Written task: In the listing below, reproduce word for word every line from the one containing "85, row 269." through the one containing "column 605, row 221", including both of those lines.

◆ ◆ ◆ ◆ ◆ ◆ ◆

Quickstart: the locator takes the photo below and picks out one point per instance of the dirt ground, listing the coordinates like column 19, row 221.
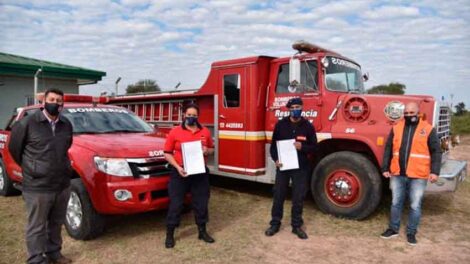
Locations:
column 240, row 212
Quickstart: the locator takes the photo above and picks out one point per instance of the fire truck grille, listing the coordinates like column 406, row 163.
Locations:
column 443, row 128
column 149, row 167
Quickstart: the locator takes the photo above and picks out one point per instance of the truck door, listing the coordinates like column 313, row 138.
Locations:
column 232, row 154
column 280, row 93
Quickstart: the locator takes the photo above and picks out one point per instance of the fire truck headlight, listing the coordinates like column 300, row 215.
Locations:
column 115, row 167
column 122, row 195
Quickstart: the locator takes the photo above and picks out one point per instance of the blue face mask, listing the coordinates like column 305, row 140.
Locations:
column 191, row 120
column 296, row 113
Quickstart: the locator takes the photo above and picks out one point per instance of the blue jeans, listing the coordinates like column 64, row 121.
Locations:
column 402, row 187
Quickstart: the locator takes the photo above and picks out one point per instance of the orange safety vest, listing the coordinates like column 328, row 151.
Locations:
column 419, row 160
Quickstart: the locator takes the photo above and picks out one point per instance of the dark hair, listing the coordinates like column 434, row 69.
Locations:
column 56, row 91
column 191, row 105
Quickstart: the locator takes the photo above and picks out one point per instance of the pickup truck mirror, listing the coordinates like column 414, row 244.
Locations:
column 294, row 71
column 365, row 76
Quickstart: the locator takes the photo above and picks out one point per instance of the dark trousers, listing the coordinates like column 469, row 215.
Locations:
column 46, row 214
column 178, row 186
column 299, row 188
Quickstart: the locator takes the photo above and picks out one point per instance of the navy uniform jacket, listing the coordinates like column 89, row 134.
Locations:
column 302, row 131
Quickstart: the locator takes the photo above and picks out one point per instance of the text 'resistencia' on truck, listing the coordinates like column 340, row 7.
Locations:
column 117, row 161
column 242, row 99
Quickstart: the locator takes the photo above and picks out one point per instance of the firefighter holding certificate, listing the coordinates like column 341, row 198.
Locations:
column 181, row 182
column 305, row 142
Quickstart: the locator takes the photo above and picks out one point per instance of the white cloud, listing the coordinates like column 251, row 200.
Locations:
column 424, row 44
column 388, row 12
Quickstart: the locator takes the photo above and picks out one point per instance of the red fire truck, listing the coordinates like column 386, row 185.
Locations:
column 117, row 161
column 242, row 99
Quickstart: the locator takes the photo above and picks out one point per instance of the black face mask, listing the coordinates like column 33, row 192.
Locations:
column 52, row 108
column 409, row 120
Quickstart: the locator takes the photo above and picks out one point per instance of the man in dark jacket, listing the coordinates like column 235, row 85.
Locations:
column 298, row 128
column 412, row 156
column 39, row 144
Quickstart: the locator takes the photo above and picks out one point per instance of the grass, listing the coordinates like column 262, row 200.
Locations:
column 461, row 124
column 239, row 214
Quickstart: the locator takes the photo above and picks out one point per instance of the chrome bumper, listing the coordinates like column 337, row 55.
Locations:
column 453, row 172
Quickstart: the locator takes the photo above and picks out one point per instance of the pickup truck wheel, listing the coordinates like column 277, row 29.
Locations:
column 6, row 185
column 82, row 222
column 346, row 184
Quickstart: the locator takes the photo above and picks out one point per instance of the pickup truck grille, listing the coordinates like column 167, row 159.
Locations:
column 148, row 167
column 443, row 128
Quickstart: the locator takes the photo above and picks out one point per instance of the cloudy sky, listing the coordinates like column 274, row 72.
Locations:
column 424, row 44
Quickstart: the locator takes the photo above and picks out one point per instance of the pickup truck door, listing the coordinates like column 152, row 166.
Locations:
column 13, row 169
column 232, row 155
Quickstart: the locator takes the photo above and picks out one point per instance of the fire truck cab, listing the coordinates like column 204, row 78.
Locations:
column 242, row 99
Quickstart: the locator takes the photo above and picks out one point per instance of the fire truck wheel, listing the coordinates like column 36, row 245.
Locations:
column 6, row 185
column 82, row 222
column 346, row 184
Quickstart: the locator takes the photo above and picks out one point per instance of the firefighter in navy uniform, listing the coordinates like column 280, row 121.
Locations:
column 180, row 183
column 298, row 128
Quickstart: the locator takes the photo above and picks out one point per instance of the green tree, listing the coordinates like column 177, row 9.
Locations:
column 392, row 88
column 460, row 109
column 143, row 86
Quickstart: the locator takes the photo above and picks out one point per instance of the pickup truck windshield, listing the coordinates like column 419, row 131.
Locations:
column 96, row 120
column 343, row 76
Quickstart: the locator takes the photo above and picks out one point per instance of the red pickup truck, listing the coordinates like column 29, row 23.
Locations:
column 117, row 159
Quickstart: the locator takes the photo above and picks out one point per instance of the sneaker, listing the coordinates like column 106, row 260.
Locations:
column 389, row 233
column 273, row 229
column 411, row 240
column 299, row 232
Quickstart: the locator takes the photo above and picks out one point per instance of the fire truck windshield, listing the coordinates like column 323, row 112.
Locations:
column 97, row 120
column 343, row 76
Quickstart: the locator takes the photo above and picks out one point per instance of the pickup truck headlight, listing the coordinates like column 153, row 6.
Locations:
column 115, row 167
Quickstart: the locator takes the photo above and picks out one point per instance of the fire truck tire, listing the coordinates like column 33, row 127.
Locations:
column 346, row 184
column 82, row 221
column 6, row 185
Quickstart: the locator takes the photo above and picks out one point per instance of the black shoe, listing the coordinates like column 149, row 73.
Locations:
column 411, row 239
column 203, row 235
column 170, row 237
column 273, row 229
column 389, row 233
column 299, row 232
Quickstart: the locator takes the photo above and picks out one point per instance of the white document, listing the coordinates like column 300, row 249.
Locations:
column 193, row 158
column 287, row 154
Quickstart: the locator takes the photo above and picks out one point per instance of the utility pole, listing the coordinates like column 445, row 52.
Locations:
column 117, row 81
column 36, row 85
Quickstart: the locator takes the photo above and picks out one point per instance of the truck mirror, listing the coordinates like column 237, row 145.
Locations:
column 294, row 71
column 324, row 61
column 365, row 77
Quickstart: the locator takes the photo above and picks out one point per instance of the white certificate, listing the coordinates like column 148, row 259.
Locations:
column 287, row 154
column 193, row 158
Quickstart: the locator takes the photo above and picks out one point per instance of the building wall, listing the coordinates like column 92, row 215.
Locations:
column 17, row 91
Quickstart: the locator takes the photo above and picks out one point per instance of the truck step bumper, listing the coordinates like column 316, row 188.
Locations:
column 453, row 172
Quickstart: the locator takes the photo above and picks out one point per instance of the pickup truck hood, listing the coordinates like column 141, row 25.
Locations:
column 122, row 145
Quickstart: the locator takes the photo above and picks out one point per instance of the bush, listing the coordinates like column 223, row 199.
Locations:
column 460, row 124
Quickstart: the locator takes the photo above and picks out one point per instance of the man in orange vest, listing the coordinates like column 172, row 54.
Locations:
column 412, row 156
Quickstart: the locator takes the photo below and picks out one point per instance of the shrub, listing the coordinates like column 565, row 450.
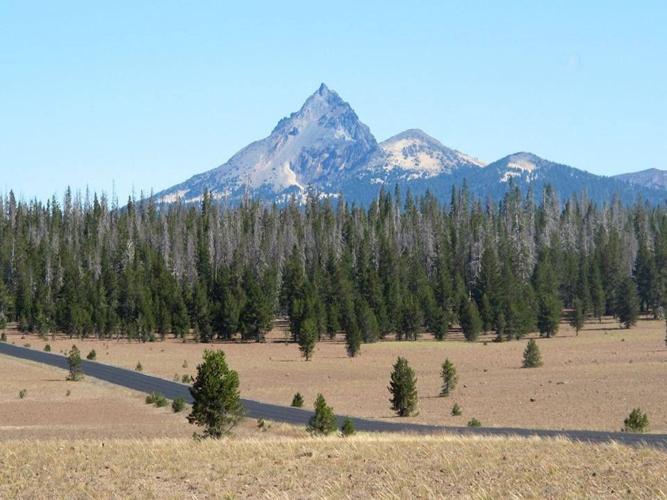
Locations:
column 473, row 422
column 297, row 400
column 74, row 364
column 160, row 401
column 347, row 428
column 217, row 403
column 449, row 378
column 531, row 356
column 178, row 405
column 637, row 421
column 323, row 421
column 403, row 388
column 157, row 399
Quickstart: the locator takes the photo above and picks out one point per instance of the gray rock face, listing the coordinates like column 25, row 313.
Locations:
column 652, row 178
column 326, row 148
column 315, row 146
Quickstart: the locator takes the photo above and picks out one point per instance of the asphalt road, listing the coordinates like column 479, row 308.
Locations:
column 255, row 409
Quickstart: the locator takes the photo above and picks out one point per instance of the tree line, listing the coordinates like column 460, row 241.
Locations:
column 403, row 265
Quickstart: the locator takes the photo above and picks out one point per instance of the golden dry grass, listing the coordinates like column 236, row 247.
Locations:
column 590, row 381
column 363, row 466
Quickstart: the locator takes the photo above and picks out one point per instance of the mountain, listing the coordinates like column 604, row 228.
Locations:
column 652, row 178
column 324, row 147
column 319, row 144
column 414, row 154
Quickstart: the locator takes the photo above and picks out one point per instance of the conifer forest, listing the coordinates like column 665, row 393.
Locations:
column 403, row 266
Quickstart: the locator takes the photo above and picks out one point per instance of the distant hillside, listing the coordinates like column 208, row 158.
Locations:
column 324, row 147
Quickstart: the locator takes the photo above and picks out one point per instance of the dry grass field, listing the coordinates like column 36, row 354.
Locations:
column 362, row 466
column 92, row 410
column 590, row 381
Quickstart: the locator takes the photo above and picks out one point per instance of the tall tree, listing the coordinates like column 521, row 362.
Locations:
column 403, row 388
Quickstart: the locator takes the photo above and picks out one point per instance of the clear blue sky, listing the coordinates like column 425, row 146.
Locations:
column 145, row 94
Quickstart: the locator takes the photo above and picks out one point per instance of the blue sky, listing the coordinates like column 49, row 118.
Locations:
column 144, row 94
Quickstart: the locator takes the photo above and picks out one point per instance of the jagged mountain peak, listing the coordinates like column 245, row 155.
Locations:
column 325, row 146
column 313, row 146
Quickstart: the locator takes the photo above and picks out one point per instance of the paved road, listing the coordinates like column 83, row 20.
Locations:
column 255, row 409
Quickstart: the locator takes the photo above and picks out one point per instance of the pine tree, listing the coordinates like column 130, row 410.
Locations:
column 74, row 364
column 471, row 324
column 403, row 388
column 548, row 315
column 297, row 400
column 500, row 327
column 531, row 355
column 352, row 340
column 576, row 317
column 217, row 403
column 411, row 318
column 637, row 421
column 201, row 313
column 347, row 429
column 256, row 316
column 627, row 303
column 323, row 421
column 307, row 338
column 449, row 378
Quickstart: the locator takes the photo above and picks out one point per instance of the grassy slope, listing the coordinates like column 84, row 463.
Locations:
column 362, row 466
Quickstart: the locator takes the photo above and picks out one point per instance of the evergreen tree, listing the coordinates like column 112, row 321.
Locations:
column 531, row 355
column 411, row 318
column 347, row 429
column 449, row 378
column 323, row 421
column 307, row 338
column 217, row 403
column 471, row 324
column 256, row 316
column 627, row 303
column 548, row 315
column 352, row 340
column 74, row 364
column 576, row 316
column 201, row 313
column 403, row 388
column 500, row 327
column 637, row 421
column 297, row 400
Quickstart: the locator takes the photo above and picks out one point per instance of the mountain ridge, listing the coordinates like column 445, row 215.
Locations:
column 325, row 147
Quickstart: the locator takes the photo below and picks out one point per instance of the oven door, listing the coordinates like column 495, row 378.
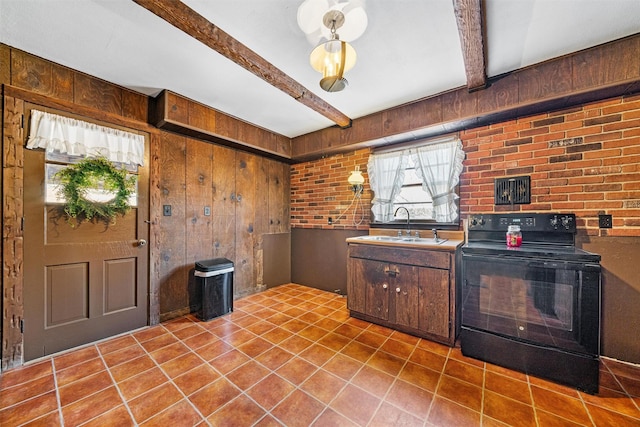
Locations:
column 544, row 302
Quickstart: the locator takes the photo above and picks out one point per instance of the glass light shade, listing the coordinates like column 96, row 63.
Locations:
column 356, row 178
column 326, row 58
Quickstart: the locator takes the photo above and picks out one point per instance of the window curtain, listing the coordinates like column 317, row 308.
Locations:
column 439, row 166
column 386, row 175
column 77, row 138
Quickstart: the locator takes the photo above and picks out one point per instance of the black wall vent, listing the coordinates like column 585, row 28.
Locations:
column 513, row 191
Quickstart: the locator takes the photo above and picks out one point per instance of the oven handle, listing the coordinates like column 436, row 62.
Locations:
column 565, row 265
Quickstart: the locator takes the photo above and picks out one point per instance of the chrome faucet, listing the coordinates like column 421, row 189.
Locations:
column 408, row 218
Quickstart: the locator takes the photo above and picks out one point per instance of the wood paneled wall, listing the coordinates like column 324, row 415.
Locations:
column 248, row 194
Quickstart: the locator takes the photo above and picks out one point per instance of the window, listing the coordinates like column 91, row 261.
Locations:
column 421, row 178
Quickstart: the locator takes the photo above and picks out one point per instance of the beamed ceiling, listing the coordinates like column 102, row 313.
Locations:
column 249, row 58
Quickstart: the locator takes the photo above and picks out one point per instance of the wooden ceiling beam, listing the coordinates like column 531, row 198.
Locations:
column 197, row 26
column 469, row 18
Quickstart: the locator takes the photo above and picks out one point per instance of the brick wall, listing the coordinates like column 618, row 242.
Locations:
column 584, row 160
column 319, row 190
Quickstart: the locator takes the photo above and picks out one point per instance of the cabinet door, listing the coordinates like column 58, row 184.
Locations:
column 434, row 301
column 403, row 280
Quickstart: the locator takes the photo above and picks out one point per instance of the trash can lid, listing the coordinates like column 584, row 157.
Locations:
column 213, row 264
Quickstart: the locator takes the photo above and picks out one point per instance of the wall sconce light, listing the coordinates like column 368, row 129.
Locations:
column 333, row 57
column 356, row 180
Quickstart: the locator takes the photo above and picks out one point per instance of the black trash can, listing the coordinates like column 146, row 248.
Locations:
column 214, row 277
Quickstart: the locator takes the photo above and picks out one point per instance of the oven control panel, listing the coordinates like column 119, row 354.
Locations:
column 547, row 222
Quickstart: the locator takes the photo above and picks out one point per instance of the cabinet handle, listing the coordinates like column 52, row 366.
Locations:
column 393, row 273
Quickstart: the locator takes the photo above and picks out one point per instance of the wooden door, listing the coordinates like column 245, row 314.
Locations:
column 80, row 284
column 434, row 301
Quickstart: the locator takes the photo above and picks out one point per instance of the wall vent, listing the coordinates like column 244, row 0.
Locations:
column 513, row 191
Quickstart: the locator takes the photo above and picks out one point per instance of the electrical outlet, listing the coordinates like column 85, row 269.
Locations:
column 605, row 221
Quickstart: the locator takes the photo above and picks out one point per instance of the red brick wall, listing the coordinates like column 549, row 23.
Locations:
column 319, row 190
column 584, row 160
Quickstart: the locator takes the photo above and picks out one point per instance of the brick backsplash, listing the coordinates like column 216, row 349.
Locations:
column 584, row 160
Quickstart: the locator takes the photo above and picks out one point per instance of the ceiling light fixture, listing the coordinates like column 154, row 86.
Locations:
column 333, row 57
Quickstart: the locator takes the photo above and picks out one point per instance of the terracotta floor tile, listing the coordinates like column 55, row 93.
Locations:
column 460, row 392
column 465, row 372
column 507, row 410
column 560, row 404
column 29, row 410
column 239, row 337
column 75, row 357
column 154, row 401
column 255, row 347
column 212, row 397
column 182, row 414
column 372, row 380
column 248, row 374
column 24, row 374
column 371, row 339
column 191, row 381
column 420, row 376
column 200, row 340
column 124, row 355
column 296, row 370
column 131, row 368
column 319, row 367
column 410, row 398
column 149, row 333
column 109, row 346
column 343, row 366
column 447, row 413
column 334, row 341
column 313, row 333
column 604, row 417
column 229, row 361
column 79, row 371
column 84, row 387
column 356, row 404
column 270, row 391
column 386, row 362
column 135, row 386
column 298, row 410
column 388, row 415
column 213, row 350
column 90, row 407
column 240, row 412
column 181, row 364
column 27, row 390
column 118, row 416
column 323, row 386
column 507, row 386
column 330, row 418
column 274, row 358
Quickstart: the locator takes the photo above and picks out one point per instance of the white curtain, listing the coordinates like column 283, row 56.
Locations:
column 386, row 175
column 439, row 166
column 77, row 138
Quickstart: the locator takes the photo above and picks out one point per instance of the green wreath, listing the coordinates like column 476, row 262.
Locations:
column 77, row 179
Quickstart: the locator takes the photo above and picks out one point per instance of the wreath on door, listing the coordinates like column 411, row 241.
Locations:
column 82, row 181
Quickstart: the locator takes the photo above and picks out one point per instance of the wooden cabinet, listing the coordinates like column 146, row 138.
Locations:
column 412, row 290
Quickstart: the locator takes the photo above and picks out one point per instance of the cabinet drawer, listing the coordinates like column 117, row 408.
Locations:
column 417, row 257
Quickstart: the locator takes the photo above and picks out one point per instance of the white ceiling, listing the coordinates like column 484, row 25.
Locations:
column 410, row 50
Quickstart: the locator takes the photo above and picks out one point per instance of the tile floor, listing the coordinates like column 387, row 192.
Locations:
column 292, row 356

◆ ◆ ◆ ◆ ◆ ◆ ◆

Written reply:
Quickstart: the locator takes the photo above and picks out one point per instance of the electrical outlet, listing the coordinates like column 85, row 269.
Locations:
column 605, row 221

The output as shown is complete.